#### WORK TASK 1
Write out the passage on Iran and Turkey from "I do not see" up to and including "it plays out.".
#### WORK TASK 2
Answer these questions about the passage on Iran and Turkey.
(a) In what year was Norman Angell's book The Great Illusion first published?
(b) What does the commenter dutchnational say an outright and direct confrontation between Turkey and Iran would do?
(c) In what year does the commenter Maria say President al-Assad was elected?
#### WORK TASK 3
Continue the passage on Iran and Turkey after its last sentence.

#### READING TEXT
##########

Of course you are correct about the economic benefits of peace with Iran. On this I refer you to Norman Angell’s 1910 book The Great Illusion, which argued that economic interdependency made war futile and therefore unlikely. Republished in 1933, it won Angell the Nobel Peace Prize. Such is our longing to see our neighbors act rationally.


Categories: Chatham House Rules, Spengler

  • Ike

    I do not see a reason why there couldnt be Irani-Turkish cooperation in Syria and Iraq, after all, the only thing seperating the two were the sanctions imposed on Iran from cooperation.

  • dutchnational

    This is giving thought for reflection as I fear the author is right.

    An outright and direct confrontation between Turkey and Iran is in my opinion unlikely as it would utterly destroy both their fragile economies.

    Everything else is uncertain and everybody will have to see how it plays out.

  • Maria

    Goldman is arrogant and must be insane:

    #1) “The sensible and humane thing to do in Syria is to partition the country”,… Hmmm, and what if democratically-elected (2014) President al-Assad & the Syrian people don’t want partition?? There’s NO indication the Syrian people want partition (recall that not even the Iraqi Shiites wanted partition of Iraq, even though the Iraqi Shiites would have had all the oil fields to themselves!!) …also, Russia WOULD want a non-partitioned Syria as an ally (why he thinks Russia would want partition, Goldman never explained, AND, even Goldman himself admitted that a post-portioned Sunni land fraction would be a station for ISIS, which makes the whole “partition” idea less acceptable to the US/Russia/Syria)…Additionally, to force partition on a country (Syria, by the US/Russia/Turkey) would actually be a form of GENOCIDE, as forced partition is actually a form of genocide (so, Goldman is truly ridiculous).

##########

[Dataset entries]
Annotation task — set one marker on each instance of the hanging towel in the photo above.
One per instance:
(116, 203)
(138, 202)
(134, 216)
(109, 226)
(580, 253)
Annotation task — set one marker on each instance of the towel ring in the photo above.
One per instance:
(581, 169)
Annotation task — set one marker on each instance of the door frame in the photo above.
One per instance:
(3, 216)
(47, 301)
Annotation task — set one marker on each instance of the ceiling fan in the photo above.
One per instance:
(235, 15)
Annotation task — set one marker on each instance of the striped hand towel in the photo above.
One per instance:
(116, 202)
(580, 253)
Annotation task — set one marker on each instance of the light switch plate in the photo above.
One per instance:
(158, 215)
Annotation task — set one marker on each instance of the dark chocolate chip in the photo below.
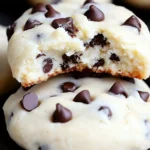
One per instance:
(94, 14)
(134, 22)
(98, 40)
(99, 63)
(40, 55)
(62, 114)
(64, 65)
(27, 88)
(88, 1)
(48, 64)
(114, 57)
(75, 58)
(68, 87)
(29, 102)
(31, 24)
(40, 7)
(43, 147)
(117, 89)
(106, 110)
(131, 80)
(83, 97)
(51, 12)
(144, 95)
(66, 23)
(10, 30)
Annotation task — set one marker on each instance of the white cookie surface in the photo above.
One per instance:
(124, 124)
(7, 82)
(80, 2)
(118, 44)
(139, 3)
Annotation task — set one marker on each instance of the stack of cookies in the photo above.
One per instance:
(63, 55)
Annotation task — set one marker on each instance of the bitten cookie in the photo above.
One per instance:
(85, 114)
(49, 40)
(7, 83)
(139, 3)
(80, 2)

##########

#### EXPECTED OUTPUT 1
I do not see a reason why there couldnt be Irani-Turkish cooperation in Syria and Iraq, after all, the only thing seperating the two were the sanctions imposed on Iran from cooperation.

  • dutchnational

    This is giving thought for reflection as I fear the author is right.

    An outright and direct confrontation between Turkey and Iran is in my opinion unlikely as it would utterly destroy both their fragile economies.

    Everything else is uncertain and everybody will have to see how it plays out.

#### EXPECTED OUTPUT 2
(a) 1910
(b) It would utterly destroy both their fragile economies.
(c) 2014

#### EXPECTED OUTPUT 3
    #2) Bhadrakumar already wrote: [“Turkey realizes that the “regime change” is not really on the cards in Syria and understands that the West wants Bashar al-Assad to be around as bulwark against the Islamist groups.”], so, in order for Turkey to (nevertheless) *escalate* (as Goldman insists), it would mean that Turkey does NOT accept that al-Assad will remain in power, YET, Goldman doesn’t provide any factual basis for implying that Bhadrakumar is wrong!!!

  • Lion Heart

    Goldman is a notorious Zionist.

    This “article” is nothing but a “wish” of a Zionist.

    I would say destabilization of Middle-east is an OLD israeli “wish”.

    infact it goes back to Ze’ev Jabotinsky and later
    put in place by Ben Gurrion (Peripheral Strategy Plan) and later conceptualize by Oded Yinon.

    that is why Israel is providing FREE AMBULANCE service to Al Nusra terrorists.—-Wounded terrorists are treated in Ziev Hospital in Safed and then injected back to Arab countries to cause rape, murder and mayhem.

    Goldman will NEVER discuss about Israeli role in helping Al Nusra

  • [email protected],no more divisions,it will create more chaos,what we require is a kind of Mideast,like after the E.U.,with economic integration,and a marshal plan.invoving all countries,whatever the background,it will bring huge benefits to the region.

  • Fernando Martinez

    Syrian Kurds know that a state for them is a non-starter. Once Assad regains control of the country,( and he will). Isis will be choked to death since all of it’s sponsors will abandon this dangerous entity. The airstrikes will begin to bite, the Iranians and Hezbollah will also make their presence felt. The other groups (JN, AS, etc) will also slowly fade away, the country will remain a dangerous place for a long time with many traumatized people around.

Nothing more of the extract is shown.